» **Source extract**:
• • • •
February 24, 2022
When it comes to content about teams, “hybrid” is the most oversaturated topic right now. Talent leaders and managers are inundated with hybrid how-to’s, checklists, (untested) best practices.
While there are glimmers of value in this content, the crux of the problem remains: two years into Covid, most organizations have become quite good at remote work, but have yet to master hybrid.
The challenge isn’t finding a best practice, but instead trying a range of practices, learning quickly, and iterating.
It’s no surprise that supporting hybrid teams remains top of mind for talent leaders.
As we enter the third year of the pandemic, concerns have shifted from logistics to culture. One talent leader in the oil and gas industry described the challenge as a balancing act “keeping teams focused and engaged during the pandemic and remote work, while also maintaining results in a volatile environment.”
• • • •
» **Your task**: Can you pick up the piece on supporting hybrid teams after its last sentence and continue it?

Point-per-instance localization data
• • • •
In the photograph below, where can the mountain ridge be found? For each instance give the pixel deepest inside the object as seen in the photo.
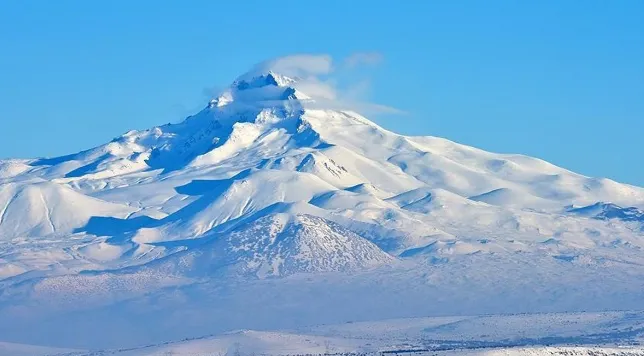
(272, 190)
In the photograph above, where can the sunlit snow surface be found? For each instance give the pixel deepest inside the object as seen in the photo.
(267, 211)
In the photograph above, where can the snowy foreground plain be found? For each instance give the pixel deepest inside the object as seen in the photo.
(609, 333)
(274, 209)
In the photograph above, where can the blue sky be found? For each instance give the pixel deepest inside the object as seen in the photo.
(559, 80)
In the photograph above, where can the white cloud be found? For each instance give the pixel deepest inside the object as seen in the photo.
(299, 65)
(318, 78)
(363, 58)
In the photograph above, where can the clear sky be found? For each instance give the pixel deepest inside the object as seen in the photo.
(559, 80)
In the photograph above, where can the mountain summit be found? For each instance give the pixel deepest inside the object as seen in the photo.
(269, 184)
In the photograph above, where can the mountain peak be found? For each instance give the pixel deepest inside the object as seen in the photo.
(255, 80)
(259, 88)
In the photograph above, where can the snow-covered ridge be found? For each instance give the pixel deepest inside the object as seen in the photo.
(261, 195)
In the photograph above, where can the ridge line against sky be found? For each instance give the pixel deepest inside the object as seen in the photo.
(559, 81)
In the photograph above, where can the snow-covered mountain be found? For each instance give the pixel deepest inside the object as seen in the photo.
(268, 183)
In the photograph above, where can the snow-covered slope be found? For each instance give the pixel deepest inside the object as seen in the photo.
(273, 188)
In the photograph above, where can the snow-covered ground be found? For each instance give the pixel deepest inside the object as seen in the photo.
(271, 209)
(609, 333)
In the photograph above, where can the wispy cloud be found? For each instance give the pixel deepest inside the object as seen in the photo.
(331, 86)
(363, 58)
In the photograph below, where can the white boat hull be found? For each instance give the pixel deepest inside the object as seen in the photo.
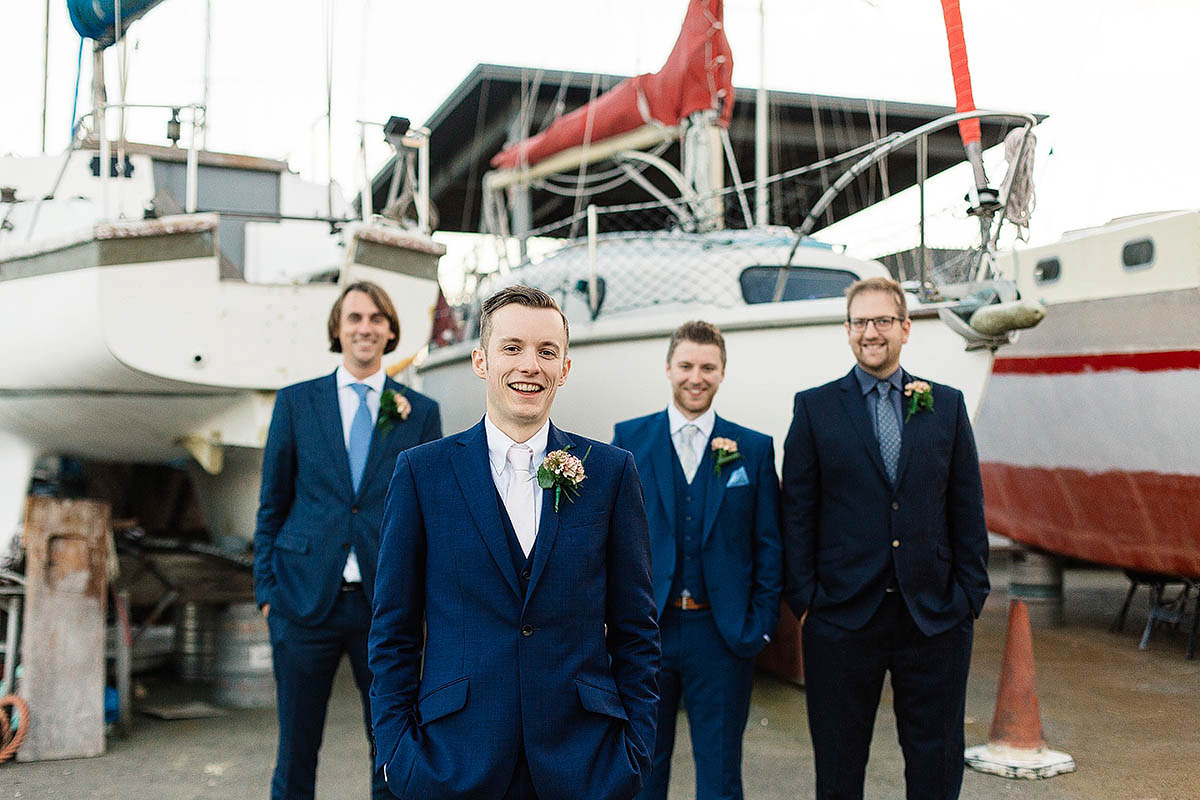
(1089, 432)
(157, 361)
• • • •
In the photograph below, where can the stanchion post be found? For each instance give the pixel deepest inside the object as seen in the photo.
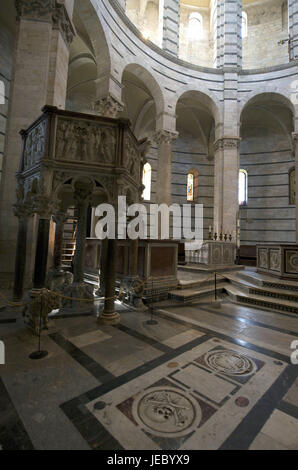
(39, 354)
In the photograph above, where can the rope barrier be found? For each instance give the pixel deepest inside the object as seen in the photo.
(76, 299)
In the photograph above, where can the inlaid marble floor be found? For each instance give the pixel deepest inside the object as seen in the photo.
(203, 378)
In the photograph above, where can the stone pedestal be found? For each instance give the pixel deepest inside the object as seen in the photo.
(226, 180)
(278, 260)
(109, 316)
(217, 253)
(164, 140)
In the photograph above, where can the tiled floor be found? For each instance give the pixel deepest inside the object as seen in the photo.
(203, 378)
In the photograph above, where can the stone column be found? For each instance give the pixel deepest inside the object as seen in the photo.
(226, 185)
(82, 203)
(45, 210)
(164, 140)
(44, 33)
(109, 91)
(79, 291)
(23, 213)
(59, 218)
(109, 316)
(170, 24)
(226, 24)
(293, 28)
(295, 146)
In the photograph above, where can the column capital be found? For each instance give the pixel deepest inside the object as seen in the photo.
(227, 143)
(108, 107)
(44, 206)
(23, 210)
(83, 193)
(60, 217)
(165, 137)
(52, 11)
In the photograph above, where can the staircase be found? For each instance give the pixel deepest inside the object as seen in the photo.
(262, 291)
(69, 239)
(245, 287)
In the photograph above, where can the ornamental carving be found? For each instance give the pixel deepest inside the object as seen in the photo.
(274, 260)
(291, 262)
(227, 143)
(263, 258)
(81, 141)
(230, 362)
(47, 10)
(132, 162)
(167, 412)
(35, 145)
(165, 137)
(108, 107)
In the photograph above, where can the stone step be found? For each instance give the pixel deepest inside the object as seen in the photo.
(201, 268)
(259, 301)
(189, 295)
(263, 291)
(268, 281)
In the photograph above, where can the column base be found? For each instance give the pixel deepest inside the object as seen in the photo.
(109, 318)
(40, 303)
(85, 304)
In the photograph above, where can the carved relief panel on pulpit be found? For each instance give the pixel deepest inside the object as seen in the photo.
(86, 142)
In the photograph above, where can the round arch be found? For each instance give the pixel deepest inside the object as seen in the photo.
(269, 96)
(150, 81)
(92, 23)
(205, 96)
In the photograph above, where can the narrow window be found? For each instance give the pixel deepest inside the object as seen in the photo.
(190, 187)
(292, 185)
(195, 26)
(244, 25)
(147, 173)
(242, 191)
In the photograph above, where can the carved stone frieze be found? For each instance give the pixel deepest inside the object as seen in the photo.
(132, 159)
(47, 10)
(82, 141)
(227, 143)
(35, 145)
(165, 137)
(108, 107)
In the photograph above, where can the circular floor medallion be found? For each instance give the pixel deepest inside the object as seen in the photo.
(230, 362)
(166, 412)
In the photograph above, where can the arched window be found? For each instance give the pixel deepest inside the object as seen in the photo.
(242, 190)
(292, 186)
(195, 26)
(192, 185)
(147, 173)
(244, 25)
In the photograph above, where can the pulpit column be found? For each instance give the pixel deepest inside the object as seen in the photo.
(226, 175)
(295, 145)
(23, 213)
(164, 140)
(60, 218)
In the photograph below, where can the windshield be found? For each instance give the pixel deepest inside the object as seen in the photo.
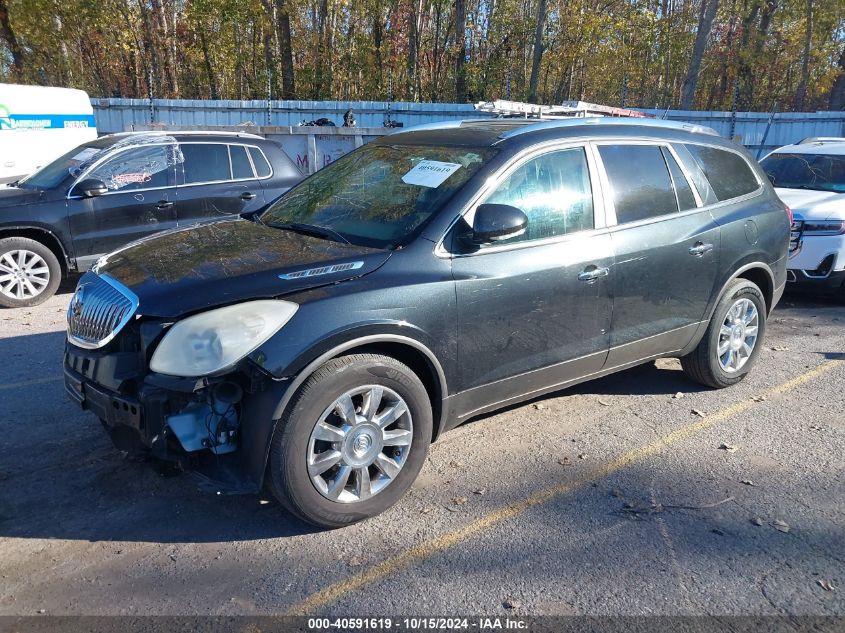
• • • •
» **Final answer**:
This volatility has led to shifts in responsibility when it comes to the functioning of hybrid teams. Historically, decisions around where and when employees work were organization-wide decisions. The buck stopped with the CHRO or other senior talent leaders. During the past two years however, the buck has been passed down. Questions around where and when employees should work are now being answered by managers trying to do what’s best for their teams, leading to inconsistent experiences throughout organizations.
Most managers don’t have the resources or knowledge to make the right call for their teams, let alone the networked knowledge or common frameworks for how other managers are making these same decisions. The stress of meeting their teams’ needs is a big weight to carry, leaving managers grappling with how much flexibility and individual considerations to grant.